◆ TO DO
Beginning at the line with "One marker serves each instance of the player's leg.", output each line to the end of the listing below exactly, please.

[Point annotation dataset records]
_ _ _ _ _ _ _
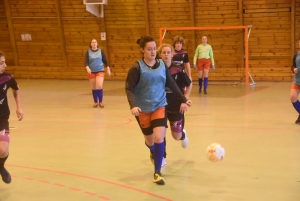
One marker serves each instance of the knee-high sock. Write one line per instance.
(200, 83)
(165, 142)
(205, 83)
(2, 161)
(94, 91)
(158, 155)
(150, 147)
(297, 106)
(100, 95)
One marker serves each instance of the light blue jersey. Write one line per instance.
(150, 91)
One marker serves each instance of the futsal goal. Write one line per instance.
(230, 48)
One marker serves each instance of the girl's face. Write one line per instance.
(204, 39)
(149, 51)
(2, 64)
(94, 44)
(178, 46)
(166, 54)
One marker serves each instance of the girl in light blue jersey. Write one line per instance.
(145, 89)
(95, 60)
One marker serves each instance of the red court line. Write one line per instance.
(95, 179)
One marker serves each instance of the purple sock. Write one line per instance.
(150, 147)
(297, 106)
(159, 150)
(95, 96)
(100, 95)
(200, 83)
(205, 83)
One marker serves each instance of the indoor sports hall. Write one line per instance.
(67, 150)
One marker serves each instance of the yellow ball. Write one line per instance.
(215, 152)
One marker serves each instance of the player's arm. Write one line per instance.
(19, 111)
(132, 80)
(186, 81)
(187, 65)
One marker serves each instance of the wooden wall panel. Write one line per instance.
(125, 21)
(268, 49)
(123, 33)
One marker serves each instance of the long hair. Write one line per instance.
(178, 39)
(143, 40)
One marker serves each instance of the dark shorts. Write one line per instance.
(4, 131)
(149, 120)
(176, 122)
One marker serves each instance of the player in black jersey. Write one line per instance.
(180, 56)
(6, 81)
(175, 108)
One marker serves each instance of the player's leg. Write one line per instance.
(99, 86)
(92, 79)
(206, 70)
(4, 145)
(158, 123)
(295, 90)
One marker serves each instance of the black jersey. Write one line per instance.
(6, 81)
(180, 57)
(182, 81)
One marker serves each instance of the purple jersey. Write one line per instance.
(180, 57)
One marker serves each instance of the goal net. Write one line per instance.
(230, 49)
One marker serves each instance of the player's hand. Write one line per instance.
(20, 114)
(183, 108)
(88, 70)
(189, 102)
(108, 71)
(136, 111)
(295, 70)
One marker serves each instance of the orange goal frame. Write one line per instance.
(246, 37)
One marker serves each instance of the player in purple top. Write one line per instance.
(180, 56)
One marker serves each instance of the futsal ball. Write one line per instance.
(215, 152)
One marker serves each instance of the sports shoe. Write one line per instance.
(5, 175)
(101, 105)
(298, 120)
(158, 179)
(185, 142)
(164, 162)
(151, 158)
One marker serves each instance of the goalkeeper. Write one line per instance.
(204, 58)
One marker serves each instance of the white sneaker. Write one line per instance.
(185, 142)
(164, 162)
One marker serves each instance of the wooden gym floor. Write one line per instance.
_ _ _ _ _ _ _
◆ TASK RESPONSE
One marker serves each instance of the player's leg. Write one line per instance.
(99, 86)
(92, 79)
(206, 70)
(4, 145)
(158, 123)
(295, 90)
One marker serves each instance of the black jersey. Write one line per instance.
(6, 81)
(180, 57)
(182, 81)
One marker serves each instance of the purple jersey. Write one line per instance.
(180, 57)
One marker serves each instance of the goal net. Write one line per instance.
(230, 49)
One marker serves each instance of the player's hand. Write one line per instance.
(20, 114)
(183, 108)
(88, 70)
(189, 102)
(108, 71)
(136, 111)
(295, 70)
One marker serves each instance of the orange goal frame. Write one line per instance.
(246, 37)
One marker serves each instance of the player in purple top. Write one line per instance.
(180, 56)
One marker serves each instance of the futsal ball. Write one line per instance.
(215, 152)
One marker serves each instance of the sports shoe. Write one line per instance.
(5, 175)
(101, 105)
(298, 120)
(158, 179)
(185, 142)
(164, 162)
(151, 158)
One marker serves each instance of the goalkeeper. Write one line per instance.
(204, 58)
One marker serves each instance of the white sneaker. Write one line per instance.
(185, 142)
(164, 162)
One marker serves each instance of the wooden gym floor. Write one line per instance.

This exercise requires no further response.